--- TEXTABSCHNITT ---

Hans Baltisberger brachte seine Rennfox auf den vierten Platz.
1954
fand nach 29 Jahren auch wieder ein Seitenwagen-Rennen statt. Nur im ersten
Jahr konnte ein Norton-Gespann (Oliver/Nutt) siegen, danach begann
die
unglaubliche Siegesserie von BMW. Bis zum Ende der Rennen mit WM-Status im
Jahre 1976 holten Walter Schneider, Max Deubel, Siegfried Schauzu
und Klaus
Enders, um nur einige zu nennen, für das bayrische Werk 26 Siege!
Eine
besondere TT-Geschichte schrieb Florian Camathias im Jahre 1963. Bei der
Anfahrt verweigerte das Transportfahrzeug des eigenwilligen
Schweizers in
Grossbritannien seinen Dienst. Kurz entschlossen wurde das Gepäck auf dem
Renngespann verstaut und Camathias, sein damaliger
Beifahrer Alfred Herzig
und der Mechaniker zogen des Weges. In Liverpool wäre die Fahrt fast zu
Ende gewesen. Wegen der enormen Lärmentwicklung
wollte ein Polizist das
Trio stoppen. Als er hörte, dass sie die Fähre zur Isle of Man erwischen
mussten, liess er sie passieren. Die Sieger des Rennens
hiessen übrigens
Camathias/Herzig!
Hatten
in den ersten Jahren nach Wiederaufnahme der Tourist Trophy die britischen
Einzylinder-Motorräder das Renngeschehen in den grossen Klassen
bestimmt,
folgten dann jahrelang die italienischen Motorrad-Firmen mit ihren eleganten
Mehrzylinder-Modellen.
Vor
allem Bob McIntyre und John Surtees, 1964 auch Formel-1-Weltmeister, hiessen
damals die Protagonisten, die sich Ruhm und Ehre teilten.

--- MATERIAL ---

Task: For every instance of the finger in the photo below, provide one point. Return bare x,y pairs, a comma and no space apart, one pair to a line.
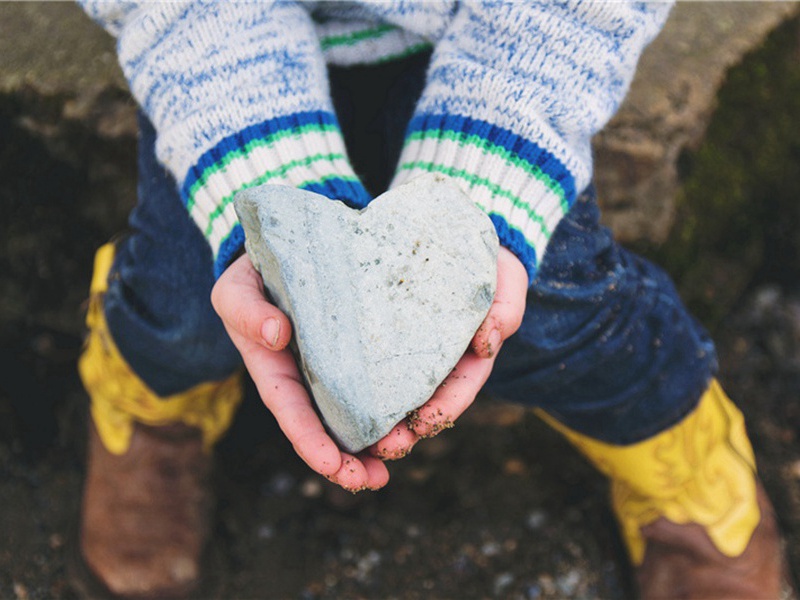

---

SCHRIFTLICHE AUFGABEN
A - Gib den Textabschnitt zur Tourist Trophy von "Hans Baltisberger brachte" bis einschließlich "Werk 26 Siege!" wieder und tausche dabei "Seitenwagen-Rennen" gegen "Gespann-Rennen" aus.
B - Fasse den Textabschnitt zur Tourist Trophy in drei Sätzen zusammen.

ANTWORTEN
A -
Hans Baltisberger brachte seine Rennfox auf den vierten Platz.
1954
fand nach 29 Jahren auch wieder ein Gespann-Rennen statt. Nur im ersten
Jahr konnte ein Norton-Gespann (Oliver/Nutt) siegen, danach begann
die
unglaubliche Siegesserie von BMW. Bis zum Ende der Rennen mit WM-Status im
Jahre 1976 holten Walter Schneider, Max Deubel, Siegfried Schauzu
und Klaus
Enders, um nur einige zu nennen, für das bayrische Werk 26 Siege!

B - 1954 fand nach 29 Jahren wieder ein Seitenwagen-Rennen statt, und nach einem Norton-Sieg im ersten Jahr holte BMW bis 1976 26 Siege. 1963 fiel das Transportfahrzeug von Florian Camathias in Großbritannien aus, worauf er mit dem Renngespann samt Gepäck weiterfuhr und das Rennen mit Alfred Herzig gewann. Nach den britischen Einzylinder-Motorrädern bestimmten jahrelang italienische Firmen mit Mehrzylinder-Modellen das Geschehen, angeführt von Bob McIntyre und John Surtees.